# ABOUT THIS TASK:
Include no pictures. Output exactly the lines from the one that contains "Query: parked car" through the final line of the entries.

# PROVIDED MATERIAL:
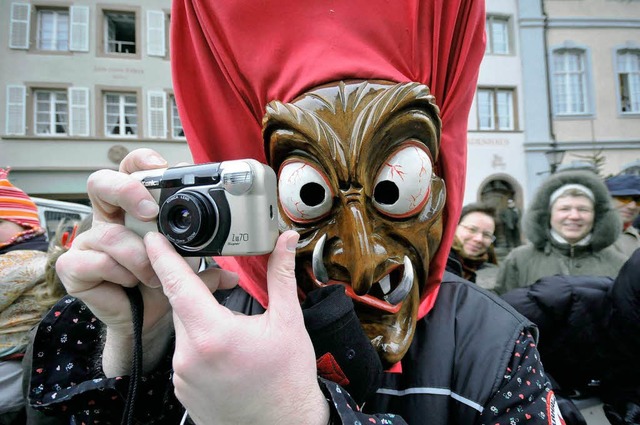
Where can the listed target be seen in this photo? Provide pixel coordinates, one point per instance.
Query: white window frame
(120, 46)
(79, 123)
(571, 86)
(15, 114)
(176, 121)
(501, 115)
(79, 28)
(492, 36)
(20, 26)
(122, 106)
(157, 114)
(156, 23)
(52, 104)
(57, 15)
(627, 66)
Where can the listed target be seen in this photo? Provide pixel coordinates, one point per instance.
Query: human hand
(231, 368)
(109, 256)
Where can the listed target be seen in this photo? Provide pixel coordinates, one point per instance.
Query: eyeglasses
(486, 236)
(625, 199)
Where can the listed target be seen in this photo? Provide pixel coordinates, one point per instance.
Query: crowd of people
(383, 300)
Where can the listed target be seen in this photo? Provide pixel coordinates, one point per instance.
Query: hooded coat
(545, 256)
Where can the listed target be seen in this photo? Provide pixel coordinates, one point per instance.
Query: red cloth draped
(230, 58)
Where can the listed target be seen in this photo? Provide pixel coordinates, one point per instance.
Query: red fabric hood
(230, 58)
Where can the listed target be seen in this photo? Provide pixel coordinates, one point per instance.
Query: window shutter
(78, 111)
(79, 29)
(157, 101)
(155, 33)
(19, 28)
(15, 120)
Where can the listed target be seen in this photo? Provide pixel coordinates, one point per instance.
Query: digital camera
(222, 208)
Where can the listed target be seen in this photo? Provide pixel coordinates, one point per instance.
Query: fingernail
(154, 282)
(148, 209)
(292, 242)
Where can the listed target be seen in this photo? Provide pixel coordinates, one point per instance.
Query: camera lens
(188, 219)
(181, 217)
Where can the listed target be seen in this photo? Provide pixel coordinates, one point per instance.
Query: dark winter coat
(589, 329)
(544, 256)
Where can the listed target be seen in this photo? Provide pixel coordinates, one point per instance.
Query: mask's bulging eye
(403, 184)
(303, 191)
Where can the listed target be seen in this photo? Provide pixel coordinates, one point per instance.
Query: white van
(52, 212)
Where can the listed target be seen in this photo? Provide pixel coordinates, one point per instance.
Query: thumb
(281, 278)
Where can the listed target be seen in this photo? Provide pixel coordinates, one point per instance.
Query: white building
(82, 84)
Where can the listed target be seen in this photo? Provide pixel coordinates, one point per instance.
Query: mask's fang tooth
(385, 284)
(401, 292)
(317, 264)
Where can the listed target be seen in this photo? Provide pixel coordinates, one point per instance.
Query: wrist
(117, 352)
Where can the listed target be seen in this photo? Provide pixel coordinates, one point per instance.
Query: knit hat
(15, 205)
(578, 187)
(624, 185)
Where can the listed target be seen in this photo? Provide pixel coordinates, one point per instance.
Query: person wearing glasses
(571, 226)
(472, 255)
(625, 194)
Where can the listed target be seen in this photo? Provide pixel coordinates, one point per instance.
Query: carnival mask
(357, 178)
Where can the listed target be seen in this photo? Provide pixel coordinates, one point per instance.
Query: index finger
(190, 298)
(112, 193)
(142, 159)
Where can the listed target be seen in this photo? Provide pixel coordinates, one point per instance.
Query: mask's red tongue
(231, 58)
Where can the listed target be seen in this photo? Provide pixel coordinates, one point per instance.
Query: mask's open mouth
(386, 294)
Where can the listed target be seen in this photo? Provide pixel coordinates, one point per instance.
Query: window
(121, 114)
(569, 82)
(53, 30)
(498, 36)
(177, 132)
(628, 69)
(495, 109)
(120, 32)
(157, 28)
(51, 112)
(157, 114)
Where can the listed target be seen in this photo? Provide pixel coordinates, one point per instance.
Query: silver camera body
(219, 209)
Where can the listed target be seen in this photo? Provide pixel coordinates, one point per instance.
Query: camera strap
(137, 313)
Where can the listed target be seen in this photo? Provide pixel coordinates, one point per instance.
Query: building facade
(581, 74)
(496, 170)
(83, 83)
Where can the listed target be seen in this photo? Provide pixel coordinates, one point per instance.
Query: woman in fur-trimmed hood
(557, 225)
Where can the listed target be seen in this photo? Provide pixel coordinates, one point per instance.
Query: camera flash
(188, 179)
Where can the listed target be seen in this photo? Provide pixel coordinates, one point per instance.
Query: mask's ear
(437, 200)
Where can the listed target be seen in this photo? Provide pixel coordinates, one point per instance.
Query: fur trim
(607, 224)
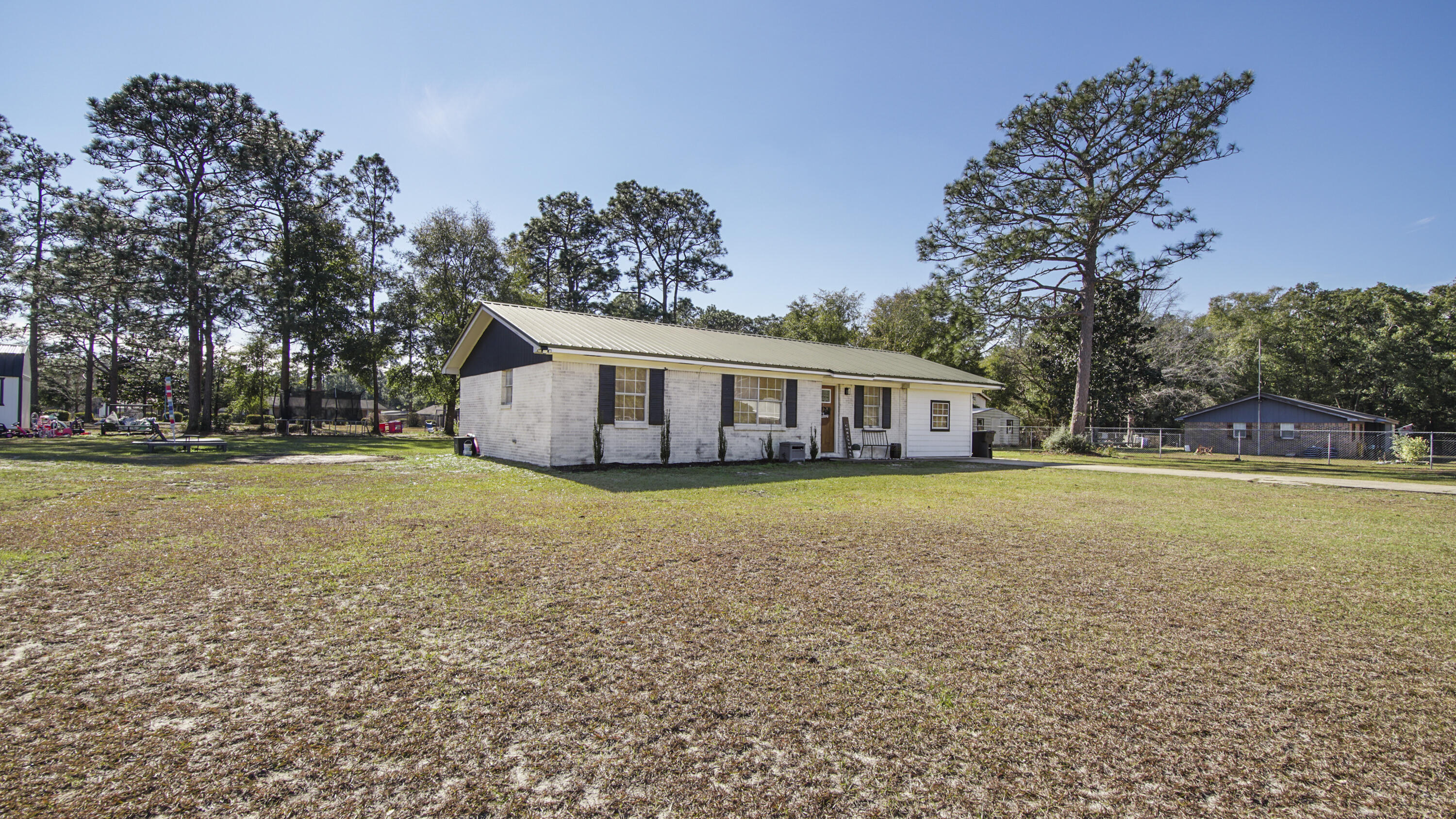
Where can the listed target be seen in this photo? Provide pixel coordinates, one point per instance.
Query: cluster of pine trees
(1381, 350)
(236, 255)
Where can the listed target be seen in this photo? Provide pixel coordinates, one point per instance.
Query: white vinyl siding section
(921, 441)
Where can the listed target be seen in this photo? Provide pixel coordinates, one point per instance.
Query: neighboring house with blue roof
(535, 385)
(1277, 425)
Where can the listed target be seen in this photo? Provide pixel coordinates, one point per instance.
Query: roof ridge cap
(702, 329)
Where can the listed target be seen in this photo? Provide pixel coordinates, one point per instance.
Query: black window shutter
(727, 405)
(656, 379)
(608, 395)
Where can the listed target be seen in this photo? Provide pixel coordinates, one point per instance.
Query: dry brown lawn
(188, 636)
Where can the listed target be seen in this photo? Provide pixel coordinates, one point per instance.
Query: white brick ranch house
(535, 383)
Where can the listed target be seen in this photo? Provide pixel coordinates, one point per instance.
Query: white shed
(15, 388)
(546, 386)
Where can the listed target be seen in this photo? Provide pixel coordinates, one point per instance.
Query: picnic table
(185, 444)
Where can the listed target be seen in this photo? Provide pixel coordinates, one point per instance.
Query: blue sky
(822, 133)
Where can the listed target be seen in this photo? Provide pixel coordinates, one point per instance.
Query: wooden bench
(185, 444)
(871, 440)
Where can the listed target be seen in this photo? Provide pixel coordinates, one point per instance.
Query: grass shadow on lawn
(123, 450)
(749, 473)
(1288, 467)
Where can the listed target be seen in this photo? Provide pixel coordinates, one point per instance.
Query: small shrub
(1066, 442)
(1411, 448)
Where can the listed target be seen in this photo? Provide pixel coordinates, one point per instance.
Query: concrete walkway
(1248, 477)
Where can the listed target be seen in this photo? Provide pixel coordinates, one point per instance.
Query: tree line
(213, 217)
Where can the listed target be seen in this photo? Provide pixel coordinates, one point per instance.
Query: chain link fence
(1323, 445)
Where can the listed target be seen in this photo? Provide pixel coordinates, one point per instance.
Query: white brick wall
(516, 432)
(692, 404)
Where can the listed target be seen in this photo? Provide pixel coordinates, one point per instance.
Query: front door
(827, 419)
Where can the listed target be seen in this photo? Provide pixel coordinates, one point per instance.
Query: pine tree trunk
(209, 410)
(113, 377)
(194, 361)
(91, 379)
(1084, 393)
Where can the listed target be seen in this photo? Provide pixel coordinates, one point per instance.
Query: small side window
(940, 416)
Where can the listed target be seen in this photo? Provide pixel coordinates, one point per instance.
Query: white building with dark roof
(548, 388)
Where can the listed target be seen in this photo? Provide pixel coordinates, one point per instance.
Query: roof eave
(769, 367)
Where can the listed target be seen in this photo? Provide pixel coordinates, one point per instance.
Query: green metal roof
(561, 331)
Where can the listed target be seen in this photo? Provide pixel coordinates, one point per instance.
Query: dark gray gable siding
(500, 348)
(1274, 410)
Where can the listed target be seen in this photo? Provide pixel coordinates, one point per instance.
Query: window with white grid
(873, 396)
(631, 402)
(940, 416)
(758, 399)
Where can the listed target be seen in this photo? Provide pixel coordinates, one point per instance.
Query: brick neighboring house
(1277, 425)
(536, 383)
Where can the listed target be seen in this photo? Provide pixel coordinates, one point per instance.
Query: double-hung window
(940, 416)
(873, 408)
(631, 401)
(758, 399)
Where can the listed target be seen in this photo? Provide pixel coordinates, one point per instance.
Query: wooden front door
(827, 419)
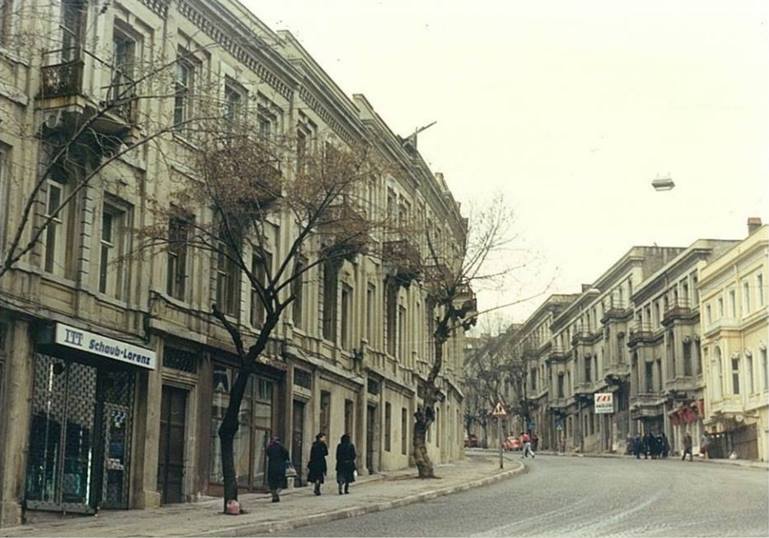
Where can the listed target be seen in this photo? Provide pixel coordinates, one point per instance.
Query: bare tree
(248, 185)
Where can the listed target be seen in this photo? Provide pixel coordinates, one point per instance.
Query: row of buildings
(678, 336)
(114, 377)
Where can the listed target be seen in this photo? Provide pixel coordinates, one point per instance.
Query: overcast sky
(569, 108)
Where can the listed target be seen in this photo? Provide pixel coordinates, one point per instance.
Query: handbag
(290, 470)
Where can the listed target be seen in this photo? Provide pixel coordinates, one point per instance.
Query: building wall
(299, 364)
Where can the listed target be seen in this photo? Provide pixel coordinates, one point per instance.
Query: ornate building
(113, 374)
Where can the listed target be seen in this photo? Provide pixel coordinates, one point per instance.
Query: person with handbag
(345, 464)
(317, 465)
(277, 461)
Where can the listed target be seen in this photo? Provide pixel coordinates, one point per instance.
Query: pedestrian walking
(687, 447)
(526, 442)
(317, 465)
(345, 463)
(277, 461)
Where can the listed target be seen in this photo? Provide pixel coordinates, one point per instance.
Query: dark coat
(277, 459)
(317, 466)
(345, 463)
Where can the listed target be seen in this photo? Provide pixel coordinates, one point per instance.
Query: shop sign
(604, 403)
(104, 347)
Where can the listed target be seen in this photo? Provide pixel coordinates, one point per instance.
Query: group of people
(657, 446)
(278, 462)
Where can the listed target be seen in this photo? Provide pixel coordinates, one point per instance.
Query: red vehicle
(512, 443)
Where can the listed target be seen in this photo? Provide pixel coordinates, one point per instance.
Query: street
(568, 496)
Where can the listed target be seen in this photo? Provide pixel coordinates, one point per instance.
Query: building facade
(734, 328)
(114, 376)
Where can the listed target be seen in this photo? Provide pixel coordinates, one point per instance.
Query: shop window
(325, 413)
(388, 426)
(259, 268)
(254, 430)
(349, 417)
(176, 277)
(113, 248)
(405, 429)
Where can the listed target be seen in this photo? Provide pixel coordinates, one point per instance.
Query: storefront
(82, 420)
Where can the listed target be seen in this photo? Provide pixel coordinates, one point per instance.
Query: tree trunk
(227, 431)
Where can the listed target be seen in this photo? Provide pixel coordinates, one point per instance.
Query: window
(227, 280)
(259, 267)
(234, 99)
(56, 234)
(349, 417)
(745, 298)
(176, 278)
(123, 59)
(254, 430)
(297, 289)
(112, 251)
(345, 317)
(325, 413)
(735, 375)
(73, 13)
(370, 318)
(330, 287)
(687, 358)
(388, 425)
(404, 430)
(649, 376)
(184, 86)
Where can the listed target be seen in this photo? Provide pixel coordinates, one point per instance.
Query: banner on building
(603, 403)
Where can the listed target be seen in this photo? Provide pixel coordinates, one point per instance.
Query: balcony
(640, 333)
(617, 311)
(680, 309)
(402, 260)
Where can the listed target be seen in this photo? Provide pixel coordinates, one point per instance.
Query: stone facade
(82, 430)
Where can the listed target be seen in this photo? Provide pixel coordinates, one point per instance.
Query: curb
(286, 525)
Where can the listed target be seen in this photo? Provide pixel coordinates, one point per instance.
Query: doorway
(297, 441)
(173, 418)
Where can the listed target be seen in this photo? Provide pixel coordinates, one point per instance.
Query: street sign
(603, 403)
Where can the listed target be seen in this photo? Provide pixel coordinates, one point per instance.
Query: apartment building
(666, 364)
(734, 327)
(113, 375)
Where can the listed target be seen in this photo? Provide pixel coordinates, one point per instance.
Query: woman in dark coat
(345, 464)
(277, 459)
(317, 466)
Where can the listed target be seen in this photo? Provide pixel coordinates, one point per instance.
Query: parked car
(512, 443)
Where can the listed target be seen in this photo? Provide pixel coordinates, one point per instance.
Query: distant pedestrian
(277, 460)
(345, 463)
(665, 445)
(317, 465)
(526, 442)
(687, 447)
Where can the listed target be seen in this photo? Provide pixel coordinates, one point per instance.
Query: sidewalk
(297, 508)
(738, 463)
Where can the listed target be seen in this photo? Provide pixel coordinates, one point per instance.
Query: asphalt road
(566, 496)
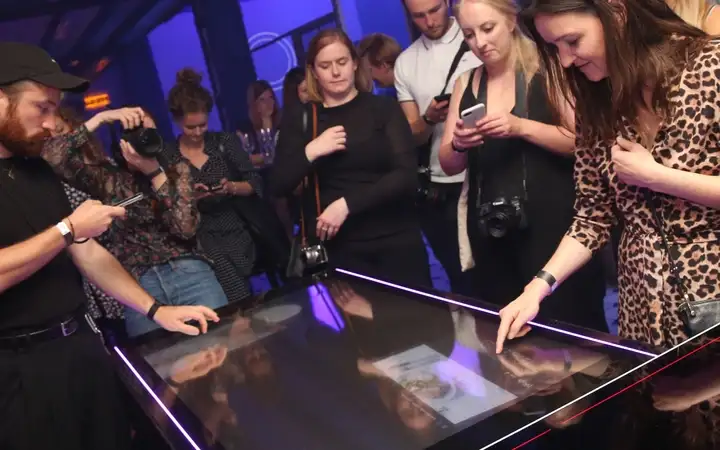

# TASK SOLUTION:
Query: parked car
(512, 443)
Where can the listed target be seen in this photo? Provide pixel coordinates, one point per instance.
Query: distant pedestrian
(277, 460)
(345, 463)
(665, 445)
(317, 465)
(526, 442)
(687, 447)
Where can the listed target be seen in this photo? Provide pixel coordinates, one point per instance.
Query: sidewalk
(297, 508)
(738, 463)
Where can the listed target be seen in this photo? Provide pixel coordinates, one point per instance.
Query: asphalt road
(566, 496)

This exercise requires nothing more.